Extracted data entries
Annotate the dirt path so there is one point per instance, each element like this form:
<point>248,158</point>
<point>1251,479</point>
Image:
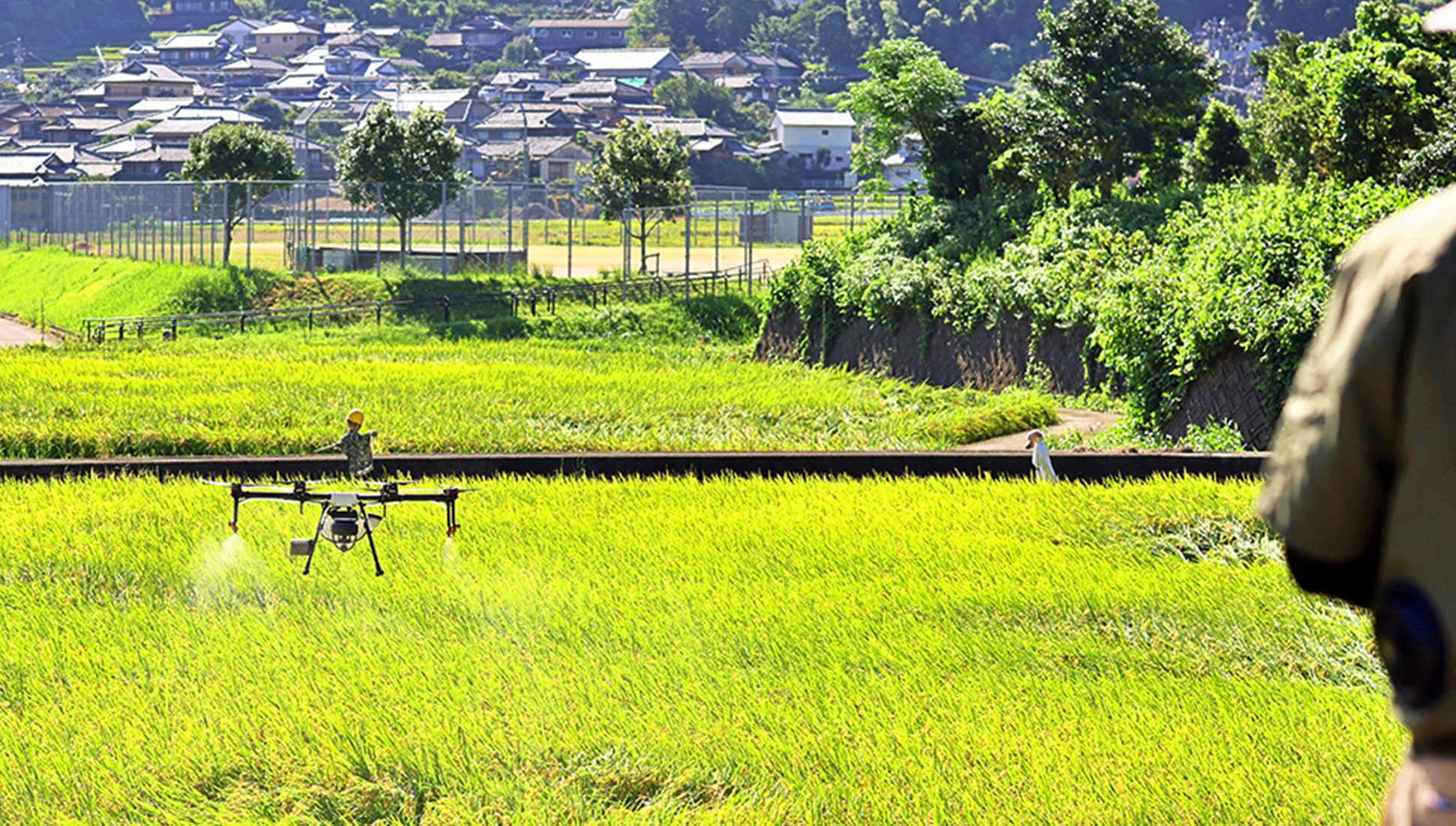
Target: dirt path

§ **Exercise goal**: Print all of the material above line for line, leaving out the pictures.

§ **Solution below**:
Annotate the dirt path so there is one point per instance, each element like this form:
<point>248,158</point>
<point>1251,479</point>
Image:
Target: dirt path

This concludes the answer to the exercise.